[MATERIALS PROVIDED]
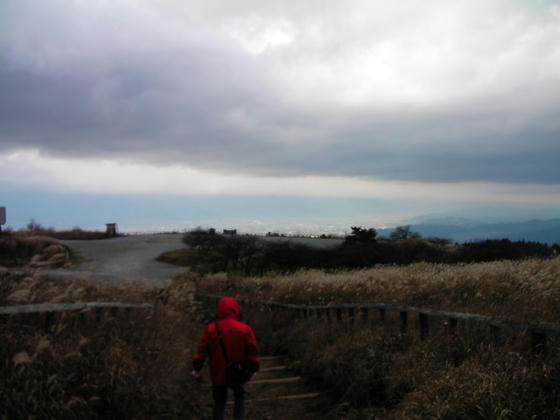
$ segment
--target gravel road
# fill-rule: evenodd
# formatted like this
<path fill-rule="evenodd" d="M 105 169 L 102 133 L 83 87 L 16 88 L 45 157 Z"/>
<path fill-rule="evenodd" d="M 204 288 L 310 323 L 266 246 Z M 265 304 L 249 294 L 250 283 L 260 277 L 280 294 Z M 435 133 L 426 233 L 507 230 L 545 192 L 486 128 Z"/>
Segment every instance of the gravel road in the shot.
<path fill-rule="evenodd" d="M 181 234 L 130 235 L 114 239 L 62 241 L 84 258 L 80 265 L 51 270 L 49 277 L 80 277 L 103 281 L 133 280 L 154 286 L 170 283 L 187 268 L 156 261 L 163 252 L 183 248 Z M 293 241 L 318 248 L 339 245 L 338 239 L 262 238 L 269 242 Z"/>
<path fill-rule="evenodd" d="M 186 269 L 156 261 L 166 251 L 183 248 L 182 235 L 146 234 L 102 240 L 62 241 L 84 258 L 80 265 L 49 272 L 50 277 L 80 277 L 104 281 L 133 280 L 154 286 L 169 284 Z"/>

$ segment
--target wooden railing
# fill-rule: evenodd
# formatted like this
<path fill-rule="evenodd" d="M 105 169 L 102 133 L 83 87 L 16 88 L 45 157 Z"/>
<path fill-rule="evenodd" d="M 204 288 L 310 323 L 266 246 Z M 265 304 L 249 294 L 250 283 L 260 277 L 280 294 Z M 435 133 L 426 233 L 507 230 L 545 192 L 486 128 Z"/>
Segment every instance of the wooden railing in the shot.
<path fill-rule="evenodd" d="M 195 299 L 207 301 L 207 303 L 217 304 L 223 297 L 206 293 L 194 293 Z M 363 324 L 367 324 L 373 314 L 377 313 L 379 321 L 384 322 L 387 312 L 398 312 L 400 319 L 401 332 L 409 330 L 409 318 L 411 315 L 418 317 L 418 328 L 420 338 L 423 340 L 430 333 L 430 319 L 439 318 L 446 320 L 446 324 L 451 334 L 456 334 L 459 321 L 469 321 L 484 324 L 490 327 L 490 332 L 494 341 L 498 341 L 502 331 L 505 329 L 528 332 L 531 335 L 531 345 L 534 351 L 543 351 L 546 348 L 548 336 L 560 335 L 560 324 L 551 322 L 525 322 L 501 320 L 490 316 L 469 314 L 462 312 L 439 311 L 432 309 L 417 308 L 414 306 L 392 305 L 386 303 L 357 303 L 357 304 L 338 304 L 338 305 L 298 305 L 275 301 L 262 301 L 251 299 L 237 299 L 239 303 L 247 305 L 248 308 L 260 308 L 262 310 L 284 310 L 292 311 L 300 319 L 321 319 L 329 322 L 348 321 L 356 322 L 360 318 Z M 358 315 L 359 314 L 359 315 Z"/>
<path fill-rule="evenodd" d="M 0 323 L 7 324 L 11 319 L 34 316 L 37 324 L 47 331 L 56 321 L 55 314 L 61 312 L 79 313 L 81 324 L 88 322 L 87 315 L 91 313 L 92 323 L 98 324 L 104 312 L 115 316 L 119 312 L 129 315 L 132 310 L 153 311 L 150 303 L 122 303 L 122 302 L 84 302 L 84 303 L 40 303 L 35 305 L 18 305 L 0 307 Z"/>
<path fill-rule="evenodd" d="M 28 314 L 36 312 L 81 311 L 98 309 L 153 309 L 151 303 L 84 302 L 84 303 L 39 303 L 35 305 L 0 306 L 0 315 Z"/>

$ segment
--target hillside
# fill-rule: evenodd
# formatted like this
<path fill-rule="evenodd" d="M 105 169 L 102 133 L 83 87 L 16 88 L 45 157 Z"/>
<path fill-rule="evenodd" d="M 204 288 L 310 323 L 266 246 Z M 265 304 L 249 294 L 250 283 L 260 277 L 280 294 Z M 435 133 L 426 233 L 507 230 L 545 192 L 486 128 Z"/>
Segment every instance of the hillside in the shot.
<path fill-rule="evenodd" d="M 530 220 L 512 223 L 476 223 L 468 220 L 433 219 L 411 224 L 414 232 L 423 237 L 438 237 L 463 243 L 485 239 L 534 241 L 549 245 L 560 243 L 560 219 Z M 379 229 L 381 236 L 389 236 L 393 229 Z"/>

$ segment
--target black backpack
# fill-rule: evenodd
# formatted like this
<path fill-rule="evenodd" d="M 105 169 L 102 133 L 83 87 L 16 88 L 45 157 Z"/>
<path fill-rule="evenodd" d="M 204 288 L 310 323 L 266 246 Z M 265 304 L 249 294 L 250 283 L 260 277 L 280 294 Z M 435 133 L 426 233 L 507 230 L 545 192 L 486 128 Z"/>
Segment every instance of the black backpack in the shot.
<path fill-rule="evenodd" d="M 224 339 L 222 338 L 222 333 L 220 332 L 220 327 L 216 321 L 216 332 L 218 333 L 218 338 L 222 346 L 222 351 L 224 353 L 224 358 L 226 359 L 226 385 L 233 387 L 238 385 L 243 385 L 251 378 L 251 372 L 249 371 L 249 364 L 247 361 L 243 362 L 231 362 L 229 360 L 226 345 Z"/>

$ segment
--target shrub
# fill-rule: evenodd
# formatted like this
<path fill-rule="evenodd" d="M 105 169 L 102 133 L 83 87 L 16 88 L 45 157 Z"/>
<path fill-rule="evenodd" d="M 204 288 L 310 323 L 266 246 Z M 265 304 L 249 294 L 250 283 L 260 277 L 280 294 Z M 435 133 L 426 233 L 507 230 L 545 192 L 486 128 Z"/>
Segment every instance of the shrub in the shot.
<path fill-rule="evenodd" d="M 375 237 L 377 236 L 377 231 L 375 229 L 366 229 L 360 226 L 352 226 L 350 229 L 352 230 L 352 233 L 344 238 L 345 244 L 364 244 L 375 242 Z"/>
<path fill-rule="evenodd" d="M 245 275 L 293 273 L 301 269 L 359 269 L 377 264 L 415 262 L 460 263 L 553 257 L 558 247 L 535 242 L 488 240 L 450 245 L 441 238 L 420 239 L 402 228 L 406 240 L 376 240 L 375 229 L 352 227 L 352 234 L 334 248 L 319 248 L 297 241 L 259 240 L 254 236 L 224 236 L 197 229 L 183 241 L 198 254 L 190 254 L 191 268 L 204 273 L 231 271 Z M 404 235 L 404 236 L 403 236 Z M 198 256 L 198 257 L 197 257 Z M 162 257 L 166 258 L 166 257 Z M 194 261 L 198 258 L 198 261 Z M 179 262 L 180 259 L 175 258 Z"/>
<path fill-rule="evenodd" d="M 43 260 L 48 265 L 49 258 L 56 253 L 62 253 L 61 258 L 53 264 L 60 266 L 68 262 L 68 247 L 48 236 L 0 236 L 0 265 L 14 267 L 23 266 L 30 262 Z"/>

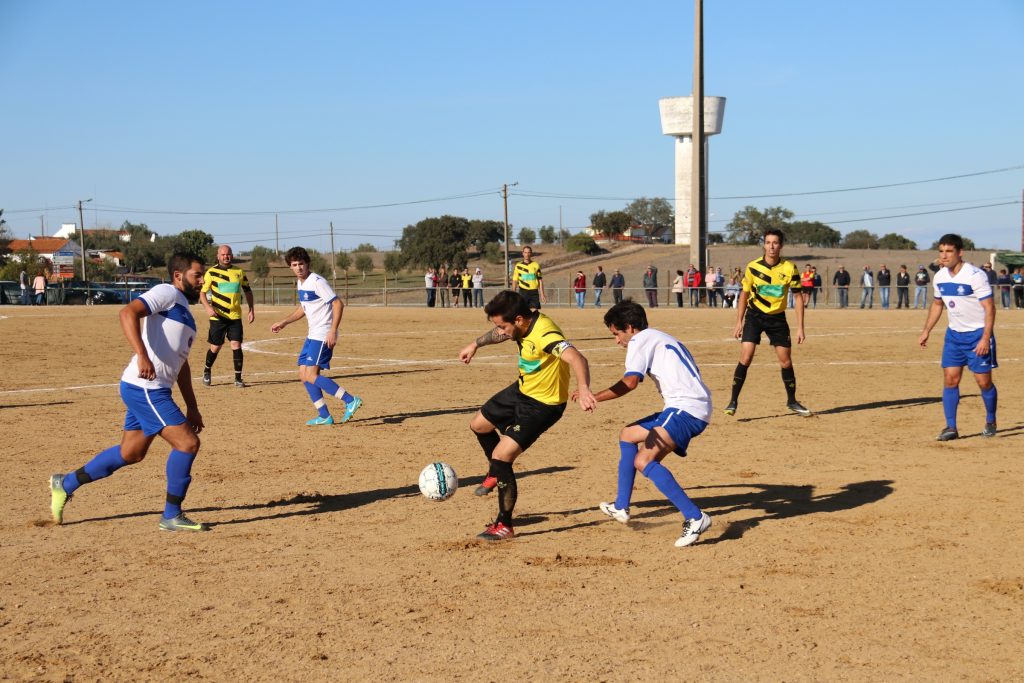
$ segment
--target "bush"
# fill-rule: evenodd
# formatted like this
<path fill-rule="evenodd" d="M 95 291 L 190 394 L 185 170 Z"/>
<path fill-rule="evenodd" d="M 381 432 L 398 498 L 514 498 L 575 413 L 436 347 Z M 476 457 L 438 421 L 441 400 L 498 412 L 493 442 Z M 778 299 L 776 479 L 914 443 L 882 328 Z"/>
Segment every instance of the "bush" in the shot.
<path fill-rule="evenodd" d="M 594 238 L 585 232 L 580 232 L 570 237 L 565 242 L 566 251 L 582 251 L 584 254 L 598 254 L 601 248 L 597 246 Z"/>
* * *
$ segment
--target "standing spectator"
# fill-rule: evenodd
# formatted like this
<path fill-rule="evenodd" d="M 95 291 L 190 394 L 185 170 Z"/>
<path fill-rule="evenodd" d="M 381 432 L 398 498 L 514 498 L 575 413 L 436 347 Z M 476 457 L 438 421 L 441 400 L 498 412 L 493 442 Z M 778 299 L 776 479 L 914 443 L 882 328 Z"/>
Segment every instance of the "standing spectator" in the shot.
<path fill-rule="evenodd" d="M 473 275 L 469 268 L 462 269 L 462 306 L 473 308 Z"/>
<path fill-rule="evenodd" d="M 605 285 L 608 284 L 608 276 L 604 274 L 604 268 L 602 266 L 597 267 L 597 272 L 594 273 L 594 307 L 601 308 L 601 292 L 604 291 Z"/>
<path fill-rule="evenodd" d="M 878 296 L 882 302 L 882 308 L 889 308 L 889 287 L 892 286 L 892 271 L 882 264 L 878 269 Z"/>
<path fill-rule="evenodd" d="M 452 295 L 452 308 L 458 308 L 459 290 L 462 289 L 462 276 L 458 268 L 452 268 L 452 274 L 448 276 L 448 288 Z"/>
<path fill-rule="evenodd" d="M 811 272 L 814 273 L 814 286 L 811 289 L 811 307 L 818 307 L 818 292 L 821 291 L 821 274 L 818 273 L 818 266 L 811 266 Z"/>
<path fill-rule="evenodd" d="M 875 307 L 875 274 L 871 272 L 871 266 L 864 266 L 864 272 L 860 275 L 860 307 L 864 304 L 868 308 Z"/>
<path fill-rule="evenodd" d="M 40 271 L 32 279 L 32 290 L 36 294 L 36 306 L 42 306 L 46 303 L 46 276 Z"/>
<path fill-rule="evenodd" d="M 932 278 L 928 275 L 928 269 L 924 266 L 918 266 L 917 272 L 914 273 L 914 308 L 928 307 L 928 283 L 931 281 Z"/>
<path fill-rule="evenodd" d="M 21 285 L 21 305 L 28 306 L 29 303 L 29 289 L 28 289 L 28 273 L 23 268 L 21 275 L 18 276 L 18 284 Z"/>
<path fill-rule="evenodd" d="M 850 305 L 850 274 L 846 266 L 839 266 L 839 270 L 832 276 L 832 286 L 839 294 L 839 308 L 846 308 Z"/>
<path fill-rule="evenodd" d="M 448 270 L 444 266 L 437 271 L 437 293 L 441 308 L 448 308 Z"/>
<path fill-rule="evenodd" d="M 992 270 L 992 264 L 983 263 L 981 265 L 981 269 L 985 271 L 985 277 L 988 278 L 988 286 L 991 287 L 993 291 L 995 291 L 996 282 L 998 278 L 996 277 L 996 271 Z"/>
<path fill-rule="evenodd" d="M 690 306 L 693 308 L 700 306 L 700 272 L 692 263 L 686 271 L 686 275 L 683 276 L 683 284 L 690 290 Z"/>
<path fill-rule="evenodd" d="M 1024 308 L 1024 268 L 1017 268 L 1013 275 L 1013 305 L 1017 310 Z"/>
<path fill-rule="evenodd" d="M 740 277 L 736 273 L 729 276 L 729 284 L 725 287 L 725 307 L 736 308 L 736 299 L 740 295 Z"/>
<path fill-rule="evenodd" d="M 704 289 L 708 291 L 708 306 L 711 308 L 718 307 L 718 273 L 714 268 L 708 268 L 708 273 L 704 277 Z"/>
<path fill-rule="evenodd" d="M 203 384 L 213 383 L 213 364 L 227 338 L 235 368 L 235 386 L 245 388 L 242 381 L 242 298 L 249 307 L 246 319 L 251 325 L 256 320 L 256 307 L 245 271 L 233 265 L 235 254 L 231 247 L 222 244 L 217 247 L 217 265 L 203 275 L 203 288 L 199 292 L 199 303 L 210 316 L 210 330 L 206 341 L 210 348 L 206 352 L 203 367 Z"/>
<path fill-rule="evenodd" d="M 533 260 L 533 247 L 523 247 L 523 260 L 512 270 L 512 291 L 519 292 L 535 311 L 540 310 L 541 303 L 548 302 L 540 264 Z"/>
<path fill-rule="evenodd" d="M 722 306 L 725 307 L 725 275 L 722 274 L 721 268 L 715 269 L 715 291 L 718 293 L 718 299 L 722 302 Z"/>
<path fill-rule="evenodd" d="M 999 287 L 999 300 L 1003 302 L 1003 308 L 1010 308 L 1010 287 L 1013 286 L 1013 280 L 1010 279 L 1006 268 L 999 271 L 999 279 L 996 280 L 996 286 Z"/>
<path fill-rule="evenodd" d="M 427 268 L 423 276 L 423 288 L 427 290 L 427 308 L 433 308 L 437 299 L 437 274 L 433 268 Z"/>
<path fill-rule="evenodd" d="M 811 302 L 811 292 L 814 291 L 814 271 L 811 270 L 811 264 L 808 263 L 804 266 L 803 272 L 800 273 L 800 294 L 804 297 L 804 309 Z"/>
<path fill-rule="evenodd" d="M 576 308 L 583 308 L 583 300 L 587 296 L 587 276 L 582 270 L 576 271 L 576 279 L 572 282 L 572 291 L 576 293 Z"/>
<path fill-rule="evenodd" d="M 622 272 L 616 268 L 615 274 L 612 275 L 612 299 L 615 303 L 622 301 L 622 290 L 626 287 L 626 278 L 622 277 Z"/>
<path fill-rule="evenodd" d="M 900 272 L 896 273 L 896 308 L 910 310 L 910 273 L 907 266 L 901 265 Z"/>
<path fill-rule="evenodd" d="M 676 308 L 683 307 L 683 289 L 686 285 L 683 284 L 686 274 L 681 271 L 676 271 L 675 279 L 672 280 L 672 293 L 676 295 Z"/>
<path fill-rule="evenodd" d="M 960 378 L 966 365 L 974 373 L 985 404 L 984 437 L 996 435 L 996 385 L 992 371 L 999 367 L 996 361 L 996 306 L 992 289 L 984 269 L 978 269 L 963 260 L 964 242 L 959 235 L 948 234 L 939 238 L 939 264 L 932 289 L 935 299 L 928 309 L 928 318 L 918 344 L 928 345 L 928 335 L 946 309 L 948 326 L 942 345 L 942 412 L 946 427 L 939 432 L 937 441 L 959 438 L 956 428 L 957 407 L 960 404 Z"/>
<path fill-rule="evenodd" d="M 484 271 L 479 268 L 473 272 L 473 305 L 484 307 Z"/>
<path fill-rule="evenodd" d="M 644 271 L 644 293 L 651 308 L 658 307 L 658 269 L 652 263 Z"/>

[TASK BRIEF] Using the records above, gather all lines where the string "target" is present.

[EXPECTED OUTPUT]
--target gravel road
--target wooden railing
--target hillside
--target black backpack
--target shrub
--target "bush"
--target "standing spectator"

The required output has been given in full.